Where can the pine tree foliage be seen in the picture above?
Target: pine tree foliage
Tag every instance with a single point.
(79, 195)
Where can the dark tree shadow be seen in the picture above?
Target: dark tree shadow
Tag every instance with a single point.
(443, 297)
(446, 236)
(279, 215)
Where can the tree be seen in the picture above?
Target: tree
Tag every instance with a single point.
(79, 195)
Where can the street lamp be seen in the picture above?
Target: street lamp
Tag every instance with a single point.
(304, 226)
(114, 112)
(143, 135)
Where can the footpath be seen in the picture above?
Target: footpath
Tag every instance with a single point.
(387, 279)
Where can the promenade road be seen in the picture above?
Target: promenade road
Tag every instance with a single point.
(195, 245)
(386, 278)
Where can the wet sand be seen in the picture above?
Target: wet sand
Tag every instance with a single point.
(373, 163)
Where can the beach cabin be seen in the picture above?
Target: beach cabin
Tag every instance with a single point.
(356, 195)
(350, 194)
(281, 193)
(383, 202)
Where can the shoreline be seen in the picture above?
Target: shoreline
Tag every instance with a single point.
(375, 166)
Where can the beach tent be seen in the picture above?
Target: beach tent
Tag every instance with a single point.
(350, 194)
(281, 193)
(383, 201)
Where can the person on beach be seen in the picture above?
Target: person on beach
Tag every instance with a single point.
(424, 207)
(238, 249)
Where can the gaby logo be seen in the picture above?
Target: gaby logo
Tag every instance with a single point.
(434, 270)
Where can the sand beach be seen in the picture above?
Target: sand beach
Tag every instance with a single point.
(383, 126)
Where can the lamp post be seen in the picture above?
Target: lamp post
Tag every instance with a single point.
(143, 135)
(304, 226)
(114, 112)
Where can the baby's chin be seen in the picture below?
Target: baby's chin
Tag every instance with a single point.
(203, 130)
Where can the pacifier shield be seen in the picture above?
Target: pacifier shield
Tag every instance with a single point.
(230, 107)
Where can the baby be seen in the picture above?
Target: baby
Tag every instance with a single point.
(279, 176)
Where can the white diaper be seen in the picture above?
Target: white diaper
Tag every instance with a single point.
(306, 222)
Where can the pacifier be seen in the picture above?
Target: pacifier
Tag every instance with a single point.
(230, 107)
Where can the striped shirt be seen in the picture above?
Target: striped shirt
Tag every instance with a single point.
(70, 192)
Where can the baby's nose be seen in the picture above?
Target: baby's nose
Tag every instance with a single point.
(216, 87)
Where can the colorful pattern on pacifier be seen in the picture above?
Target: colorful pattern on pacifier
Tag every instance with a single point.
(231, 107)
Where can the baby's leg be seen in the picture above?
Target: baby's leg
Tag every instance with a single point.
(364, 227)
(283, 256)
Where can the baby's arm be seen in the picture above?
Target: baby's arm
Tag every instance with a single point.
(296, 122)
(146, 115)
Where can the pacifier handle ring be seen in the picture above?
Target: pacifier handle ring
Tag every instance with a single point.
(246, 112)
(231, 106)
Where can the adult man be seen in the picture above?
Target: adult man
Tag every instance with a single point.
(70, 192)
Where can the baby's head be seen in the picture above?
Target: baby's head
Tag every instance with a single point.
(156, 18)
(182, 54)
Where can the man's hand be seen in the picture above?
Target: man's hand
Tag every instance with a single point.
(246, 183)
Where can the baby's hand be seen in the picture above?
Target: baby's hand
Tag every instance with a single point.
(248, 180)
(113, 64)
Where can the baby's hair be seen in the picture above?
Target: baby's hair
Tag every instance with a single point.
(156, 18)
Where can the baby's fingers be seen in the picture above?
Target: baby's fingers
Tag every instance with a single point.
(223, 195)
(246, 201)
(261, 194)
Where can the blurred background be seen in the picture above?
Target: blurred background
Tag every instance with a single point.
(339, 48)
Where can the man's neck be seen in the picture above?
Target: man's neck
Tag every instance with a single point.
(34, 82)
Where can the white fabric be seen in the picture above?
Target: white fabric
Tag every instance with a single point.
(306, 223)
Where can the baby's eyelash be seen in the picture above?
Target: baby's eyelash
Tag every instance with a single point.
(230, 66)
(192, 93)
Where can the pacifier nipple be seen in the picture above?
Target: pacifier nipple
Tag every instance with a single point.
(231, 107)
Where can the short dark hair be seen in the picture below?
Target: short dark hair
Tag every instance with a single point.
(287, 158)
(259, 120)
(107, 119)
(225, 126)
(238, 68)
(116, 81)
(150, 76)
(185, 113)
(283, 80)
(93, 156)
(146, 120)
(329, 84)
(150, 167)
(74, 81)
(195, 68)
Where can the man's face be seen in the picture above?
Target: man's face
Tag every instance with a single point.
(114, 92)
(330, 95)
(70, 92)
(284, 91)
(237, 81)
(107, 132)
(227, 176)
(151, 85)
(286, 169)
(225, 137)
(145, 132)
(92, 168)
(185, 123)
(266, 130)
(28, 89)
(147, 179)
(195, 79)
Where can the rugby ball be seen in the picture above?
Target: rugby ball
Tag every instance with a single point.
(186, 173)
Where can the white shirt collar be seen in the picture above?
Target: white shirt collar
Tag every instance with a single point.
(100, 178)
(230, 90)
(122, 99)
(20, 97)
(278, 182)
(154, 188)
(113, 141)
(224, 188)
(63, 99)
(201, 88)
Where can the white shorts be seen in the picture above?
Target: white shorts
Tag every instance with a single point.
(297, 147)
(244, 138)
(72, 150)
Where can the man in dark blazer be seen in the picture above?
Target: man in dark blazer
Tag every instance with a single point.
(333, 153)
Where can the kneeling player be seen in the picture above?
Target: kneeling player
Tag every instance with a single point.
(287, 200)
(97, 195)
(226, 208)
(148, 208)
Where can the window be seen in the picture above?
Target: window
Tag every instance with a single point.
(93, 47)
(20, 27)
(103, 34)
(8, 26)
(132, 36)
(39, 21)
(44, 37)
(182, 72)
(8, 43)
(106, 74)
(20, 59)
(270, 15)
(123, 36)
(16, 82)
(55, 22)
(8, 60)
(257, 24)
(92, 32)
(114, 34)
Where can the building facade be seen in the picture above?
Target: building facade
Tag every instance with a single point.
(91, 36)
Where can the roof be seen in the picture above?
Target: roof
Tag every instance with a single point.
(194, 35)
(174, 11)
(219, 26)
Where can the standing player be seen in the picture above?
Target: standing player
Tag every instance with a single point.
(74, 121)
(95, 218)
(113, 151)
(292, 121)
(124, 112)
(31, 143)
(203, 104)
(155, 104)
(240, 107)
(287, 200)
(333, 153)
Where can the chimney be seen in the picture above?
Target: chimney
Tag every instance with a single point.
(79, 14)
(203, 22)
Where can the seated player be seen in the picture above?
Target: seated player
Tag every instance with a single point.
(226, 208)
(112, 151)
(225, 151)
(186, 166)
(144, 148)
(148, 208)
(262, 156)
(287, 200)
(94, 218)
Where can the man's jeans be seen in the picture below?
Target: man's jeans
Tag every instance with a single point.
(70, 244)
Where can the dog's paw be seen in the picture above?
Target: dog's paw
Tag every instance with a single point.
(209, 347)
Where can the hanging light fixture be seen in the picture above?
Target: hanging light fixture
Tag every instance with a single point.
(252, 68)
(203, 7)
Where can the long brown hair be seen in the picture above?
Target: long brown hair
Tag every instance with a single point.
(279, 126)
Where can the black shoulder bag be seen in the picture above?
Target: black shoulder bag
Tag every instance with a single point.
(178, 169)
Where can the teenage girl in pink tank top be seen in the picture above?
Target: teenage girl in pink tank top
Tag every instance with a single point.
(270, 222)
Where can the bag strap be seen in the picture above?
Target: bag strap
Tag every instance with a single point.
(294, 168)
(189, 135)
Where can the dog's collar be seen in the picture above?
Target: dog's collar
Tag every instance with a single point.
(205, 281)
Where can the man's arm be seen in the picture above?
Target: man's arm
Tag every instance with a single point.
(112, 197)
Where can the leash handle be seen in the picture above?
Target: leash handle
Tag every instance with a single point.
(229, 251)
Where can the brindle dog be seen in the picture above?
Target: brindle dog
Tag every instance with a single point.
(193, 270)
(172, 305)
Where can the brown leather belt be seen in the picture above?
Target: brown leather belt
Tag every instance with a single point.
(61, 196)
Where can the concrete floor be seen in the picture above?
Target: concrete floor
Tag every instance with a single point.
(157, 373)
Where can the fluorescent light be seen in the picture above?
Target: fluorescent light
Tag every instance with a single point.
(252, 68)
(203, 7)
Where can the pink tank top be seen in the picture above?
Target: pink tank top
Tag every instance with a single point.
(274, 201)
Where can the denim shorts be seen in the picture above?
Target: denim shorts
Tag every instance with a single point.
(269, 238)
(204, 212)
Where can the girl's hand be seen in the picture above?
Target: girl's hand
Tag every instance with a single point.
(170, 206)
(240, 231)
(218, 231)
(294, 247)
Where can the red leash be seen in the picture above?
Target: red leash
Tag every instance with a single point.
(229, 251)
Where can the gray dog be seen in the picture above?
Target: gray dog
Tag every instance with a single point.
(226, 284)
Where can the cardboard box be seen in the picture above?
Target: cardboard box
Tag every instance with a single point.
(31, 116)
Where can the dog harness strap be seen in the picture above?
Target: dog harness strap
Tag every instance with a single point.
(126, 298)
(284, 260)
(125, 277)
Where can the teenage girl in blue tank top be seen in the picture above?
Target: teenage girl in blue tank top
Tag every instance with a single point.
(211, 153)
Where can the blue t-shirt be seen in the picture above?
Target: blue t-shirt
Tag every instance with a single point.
◇ ◇ ◇ ◇
Job:
Only the lines from the one that contains "Where can the concrete" to the end of the data should be output, exactly as they appear.

Response:
Where can the concrete floor be seen in the picture above?
Target: concrete floor
Tag every instance with a single point.
(157, 373)
Where can the fluorescent light be seen in the picture above?
Target: fluorescent light
Tag every instance with a single point.
(252, 68)
(203, 7)
Where can the pink tank top be seen in the picture above?
Target: pink tank top
Tag every instance with a single point.
(274, 201)
Where can the denim shorts be seen in the picture above?
Target: denim shorts
Tag every instance with a single point.
(269, 238)
(204, 212)
Where can the girl's hand be seen in the picture above?
Target: girl's hand
Tag every instance with a single point.
(170, 206)
(240, 231)
(218, 231)
(294, 247)
Where can the red leash be seen in the picture above?
Target: red leash
Tag every instance with a single point.
(229, 251)
Where can the gray dog be seen in the picture above?
Target: gray dog
Tag every instance with a single point.
(226, 284)
Where can the cardboard box be seen in the picture above?
Target: cardboard box
Tag every instance with a single point.
(31, 116)
Where can the dog harness strap be seen in the picture above?
Target: dog harness strap
Tag every instance with a single point.
(126, 298)
(284, 260)
(125, 277)
Where can the teenage girl in blue tank top be seen in the picture above?
Target: teenage girl in blue tank top
Tag every instance with a single point.
(211, 153)
Where can the blue t-shirt be seen in the picture above?
Target: blue t-shirt
Tag every instance with a single point.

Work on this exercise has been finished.